◆ **Entries from a dataset**
** BEGIN **

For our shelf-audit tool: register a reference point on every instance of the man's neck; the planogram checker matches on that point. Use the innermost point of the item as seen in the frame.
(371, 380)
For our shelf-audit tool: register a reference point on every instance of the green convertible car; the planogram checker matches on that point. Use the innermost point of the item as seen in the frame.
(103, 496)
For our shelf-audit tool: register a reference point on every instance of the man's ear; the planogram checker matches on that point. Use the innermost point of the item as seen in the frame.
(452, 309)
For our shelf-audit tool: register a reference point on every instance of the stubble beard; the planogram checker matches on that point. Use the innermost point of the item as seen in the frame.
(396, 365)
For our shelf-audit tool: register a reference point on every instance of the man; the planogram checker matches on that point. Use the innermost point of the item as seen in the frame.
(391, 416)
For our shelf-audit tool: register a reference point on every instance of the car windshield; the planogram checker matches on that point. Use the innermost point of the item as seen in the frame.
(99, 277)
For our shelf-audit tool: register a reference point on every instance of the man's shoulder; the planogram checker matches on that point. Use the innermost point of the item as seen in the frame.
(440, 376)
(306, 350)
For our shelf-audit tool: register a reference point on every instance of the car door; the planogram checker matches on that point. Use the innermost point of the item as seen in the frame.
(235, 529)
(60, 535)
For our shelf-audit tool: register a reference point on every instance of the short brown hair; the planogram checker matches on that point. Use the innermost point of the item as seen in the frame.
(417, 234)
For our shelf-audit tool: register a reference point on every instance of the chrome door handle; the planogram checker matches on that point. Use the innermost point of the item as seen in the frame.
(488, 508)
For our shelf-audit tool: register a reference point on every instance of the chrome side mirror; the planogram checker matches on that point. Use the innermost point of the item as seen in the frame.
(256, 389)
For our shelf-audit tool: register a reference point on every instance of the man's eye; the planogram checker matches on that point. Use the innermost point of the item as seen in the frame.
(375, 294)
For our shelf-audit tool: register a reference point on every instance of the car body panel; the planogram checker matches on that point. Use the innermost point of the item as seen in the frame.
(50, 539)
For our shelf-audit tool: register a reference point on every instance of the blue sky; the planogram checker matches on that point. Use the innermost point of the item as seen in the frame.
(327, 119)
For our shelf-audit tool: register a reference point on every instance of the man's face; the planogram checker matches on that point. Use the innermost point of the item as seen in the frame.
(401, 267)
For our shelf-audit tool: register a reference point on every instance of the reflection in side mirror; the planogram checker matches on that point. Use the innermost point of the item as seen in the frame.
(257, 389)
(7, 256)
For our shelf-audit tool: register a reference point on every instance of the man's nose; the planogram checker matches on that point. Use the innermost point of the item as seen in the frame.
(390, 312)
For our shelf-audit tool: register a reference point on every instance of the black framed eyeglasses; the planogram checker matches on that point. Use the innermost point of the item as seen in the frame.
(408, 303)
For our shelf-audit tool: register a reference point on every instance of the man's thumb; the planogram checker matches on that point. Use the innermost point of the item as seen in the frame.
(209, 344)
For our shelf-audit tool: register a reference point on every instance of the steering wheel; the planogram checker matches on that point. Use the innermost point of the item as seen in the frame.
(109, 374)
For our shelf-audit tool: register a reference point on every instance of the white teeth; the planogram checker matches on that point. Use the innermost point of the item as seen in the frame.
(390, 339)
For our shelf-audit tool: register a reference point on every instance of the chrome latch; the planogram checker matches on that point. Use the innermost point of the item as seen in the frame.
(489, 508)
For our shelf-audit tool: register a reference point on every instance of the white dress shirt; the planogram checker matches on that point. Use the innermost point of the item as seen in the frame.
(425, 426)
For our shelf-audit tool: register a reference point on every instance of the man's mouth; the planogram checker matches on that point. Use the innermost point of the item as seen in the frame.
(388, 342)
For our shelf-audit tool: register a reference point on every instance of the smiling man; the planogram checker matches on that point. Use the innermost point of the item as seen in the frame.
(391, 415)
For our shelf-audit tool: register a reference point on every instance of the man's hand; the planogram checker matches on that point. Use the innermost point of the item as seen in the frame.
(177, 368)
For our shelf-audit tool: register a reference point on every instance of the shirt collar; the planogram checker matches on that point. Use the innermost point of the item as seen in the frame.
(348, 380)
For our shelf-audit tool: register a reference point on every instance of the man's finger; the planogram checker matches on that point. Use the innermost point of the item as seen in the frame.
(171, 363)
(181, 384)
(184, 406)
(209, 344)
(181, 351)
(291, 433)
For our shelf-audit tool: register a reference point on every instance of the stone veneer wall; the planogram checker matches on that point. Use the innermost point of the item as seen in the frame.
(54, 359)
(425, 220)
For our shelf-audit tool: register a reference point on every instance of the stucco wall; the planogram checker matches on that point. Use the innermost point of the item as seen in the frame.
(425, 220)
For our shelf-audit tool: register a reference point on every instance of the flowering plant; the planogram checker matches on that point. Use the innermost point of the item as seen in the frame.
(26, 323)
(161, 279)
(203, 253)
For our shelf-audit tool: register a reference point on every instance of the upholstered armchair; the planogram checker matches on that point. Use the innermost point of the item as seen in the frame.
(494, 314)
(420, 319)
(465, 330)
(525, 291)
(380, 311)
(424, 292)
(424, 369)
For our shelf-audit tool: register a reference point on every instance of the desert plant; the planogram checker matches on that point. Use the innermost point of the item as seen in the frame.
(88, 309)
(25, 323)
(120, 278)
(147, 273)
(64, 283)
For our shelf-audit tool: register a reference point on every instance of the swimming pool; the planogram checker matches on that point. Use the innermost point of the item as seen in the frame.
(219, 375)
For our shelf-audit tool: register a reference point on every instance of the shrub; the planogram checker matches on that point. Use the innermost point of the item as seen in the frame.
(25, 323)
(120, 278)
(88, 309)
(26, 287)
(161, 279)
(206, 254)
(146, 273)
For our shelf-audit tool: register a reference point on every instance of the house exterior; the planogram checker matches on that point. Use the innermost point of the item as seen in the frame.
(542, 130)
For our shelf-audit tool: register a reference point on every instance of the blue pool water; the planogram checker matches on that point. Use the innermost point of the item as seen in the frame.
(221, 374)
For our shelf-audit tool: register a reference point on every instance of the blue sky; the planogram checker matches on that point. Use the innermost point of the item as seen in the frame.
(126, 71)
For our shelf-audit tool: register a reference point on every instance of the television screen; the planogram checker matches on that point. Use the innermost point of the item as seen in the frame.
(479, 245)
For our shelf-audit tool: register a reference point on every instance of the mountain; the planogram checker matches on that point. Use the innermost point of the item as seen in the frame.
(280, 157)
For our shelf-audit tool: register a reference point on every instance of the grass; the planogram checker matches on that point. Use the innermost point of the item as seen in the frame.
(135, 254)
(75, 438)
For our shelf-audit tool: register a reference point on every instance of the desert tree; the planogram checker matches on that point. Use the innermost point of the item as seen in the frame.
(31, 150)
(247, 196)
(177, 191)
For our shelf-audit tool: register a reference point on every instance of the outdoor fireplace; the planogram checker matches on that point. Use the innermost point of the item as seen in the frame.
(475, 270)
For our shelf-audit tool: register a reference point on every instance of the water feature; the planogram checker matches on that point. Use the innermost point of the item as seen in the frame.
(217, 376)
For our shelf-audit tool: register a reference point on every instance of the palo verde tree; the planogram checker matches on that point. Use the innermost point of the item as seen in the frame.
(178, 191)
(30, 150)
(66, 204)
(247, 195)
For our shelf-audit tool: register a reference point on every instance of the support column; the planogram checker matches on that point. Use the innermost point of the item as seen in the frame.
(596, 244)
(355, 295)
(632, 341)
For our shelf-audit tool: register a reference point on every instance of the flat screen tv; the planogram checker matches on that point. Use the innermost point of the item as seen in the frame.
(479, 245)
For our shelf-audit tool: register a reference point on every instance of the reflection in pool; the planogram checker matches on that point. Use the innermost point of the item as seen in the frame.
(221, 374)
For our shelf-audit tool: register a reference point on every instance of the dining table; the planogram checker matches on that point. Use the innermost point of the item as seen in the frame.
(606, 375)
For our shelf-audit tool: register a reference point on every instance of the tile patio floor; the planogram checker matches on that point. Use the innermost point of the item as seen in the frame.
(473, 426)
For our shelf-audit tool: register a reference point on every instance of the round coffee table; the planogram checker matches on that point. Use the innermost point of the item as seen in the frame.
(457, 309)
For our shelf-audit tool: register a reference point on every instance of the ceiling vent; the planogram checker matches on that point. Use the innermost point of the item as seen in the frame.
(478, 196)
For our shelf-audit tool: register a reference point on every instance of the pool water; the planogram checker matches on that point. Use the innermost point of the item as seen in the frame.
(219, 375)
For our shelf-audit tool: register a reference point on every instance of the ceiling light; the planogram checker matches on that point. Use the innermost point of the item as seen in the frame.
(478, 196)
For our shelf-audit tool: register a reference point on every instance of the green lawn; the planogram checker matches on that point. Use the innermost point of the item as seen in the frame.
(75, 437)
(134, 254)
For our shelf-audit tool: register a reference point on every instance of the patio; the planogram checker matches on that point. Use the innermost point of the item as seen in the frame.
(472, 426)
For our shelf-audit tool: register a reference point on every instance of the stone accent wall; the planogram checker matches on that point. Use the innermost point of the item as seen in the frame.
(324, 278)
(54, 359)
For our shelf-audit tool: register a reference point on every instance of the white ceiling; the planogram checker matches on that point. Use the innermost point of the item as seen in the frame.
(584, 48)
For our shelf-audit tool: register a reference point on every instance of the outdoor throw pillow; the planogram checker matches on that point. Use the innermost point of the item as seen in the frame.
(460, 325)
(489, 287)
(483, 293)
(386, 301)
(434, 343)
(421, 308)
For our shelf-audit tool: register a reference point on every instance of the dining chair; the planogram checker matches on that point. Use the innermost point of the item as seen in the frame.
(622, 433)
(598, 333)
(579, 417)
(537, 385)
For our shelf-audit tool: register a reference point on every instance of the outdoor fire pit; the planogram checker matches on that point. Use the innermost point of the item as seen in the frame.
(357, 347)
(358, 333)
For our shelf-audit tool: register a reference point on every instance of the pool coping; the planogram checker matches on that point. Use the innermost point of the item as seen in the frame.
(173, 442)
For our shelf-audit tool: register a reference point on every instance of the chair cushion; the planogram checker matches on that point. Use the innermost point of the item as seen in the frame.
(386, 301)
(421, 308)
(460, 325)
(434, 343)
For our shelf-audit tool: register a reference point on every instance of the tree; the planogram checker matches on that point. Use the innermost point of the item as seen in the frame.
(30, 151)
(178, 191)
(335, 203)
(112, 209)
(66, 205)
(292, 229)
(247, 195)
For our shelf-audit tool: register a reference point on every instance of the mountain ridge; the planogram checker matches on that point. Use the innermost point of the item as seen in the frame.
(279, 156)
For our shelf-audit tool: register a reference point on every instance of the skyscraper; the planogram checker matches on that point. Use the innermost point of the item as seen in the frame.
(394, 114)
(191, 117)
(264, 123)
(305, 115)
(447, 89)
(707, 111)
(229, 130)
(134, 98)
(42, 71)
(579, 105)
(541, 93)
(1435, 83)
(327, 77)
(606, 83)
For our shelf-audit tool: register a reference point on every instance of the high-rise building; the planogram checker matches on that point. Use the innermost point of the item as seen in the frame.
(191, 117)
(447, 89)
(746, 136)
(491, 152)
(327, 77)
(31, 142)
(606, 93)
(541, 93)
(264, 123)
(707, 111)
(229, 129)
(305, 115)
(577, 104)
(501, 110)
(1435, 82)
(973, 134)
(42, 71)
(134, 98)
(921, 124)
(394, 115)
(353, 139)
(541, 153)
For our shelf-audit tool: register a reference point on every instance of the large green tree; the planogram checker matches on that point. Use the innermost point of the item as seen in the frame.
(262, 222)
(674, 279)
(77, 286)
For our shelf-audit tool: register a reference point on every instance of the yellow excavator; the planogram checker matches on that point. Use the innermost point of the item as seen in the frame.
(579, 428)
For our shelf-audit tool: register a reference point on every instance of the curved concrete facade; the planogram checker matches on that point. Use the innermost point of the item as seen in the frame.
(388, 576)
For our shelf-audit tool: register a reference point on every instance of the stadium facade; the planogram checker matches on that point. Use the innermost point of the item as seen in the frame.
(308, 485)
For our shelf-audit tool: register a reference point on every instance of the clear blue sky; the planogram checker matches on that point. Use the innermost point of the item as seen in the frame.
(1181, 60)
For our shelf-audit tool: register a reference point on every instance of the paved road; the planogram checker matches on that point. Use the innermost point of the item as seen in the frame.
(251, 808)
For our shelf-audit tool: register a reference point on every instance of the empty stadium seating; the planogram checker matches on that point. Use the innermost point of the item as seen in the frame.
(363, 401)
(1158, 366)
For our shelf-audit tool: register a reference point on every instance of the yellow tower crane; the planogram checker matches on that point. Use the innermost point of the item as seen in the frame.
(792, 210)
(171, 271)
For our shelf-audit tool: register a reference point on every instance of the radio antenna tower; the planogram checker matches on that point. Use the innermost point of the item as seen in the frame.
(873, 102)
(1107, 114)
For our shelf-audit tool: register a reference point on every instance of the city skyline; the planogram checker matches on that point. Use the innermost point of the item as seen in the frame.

** END **

◆ **OBJECTIVE**
Starting at the line containing "the yellow tower" and ending at the last line above, write out every line again with its wording unchanged, but increase each coordinate in the answers by 49.

◆ **FINAL ANSWER**
For our shelf-audit tool: register a reference point on every instance of the yellow tower crane; the planogram checker matches on that point. Use the innermost point of the item as seen in the frame.
(841, 259)
(220, 320)
For our shelf-audit tool: register a reference point on every instance of the radio antenna tower; the planogram checker matches on that point. Use the innermost point of the item as seen in the frame.
(922, 151)
(1156, 163)
For our shelf-audit tool: register a reference point on every instance of the city skyline; the planogram checker matches on that point. Use the innermost point of the item as seen in the frame.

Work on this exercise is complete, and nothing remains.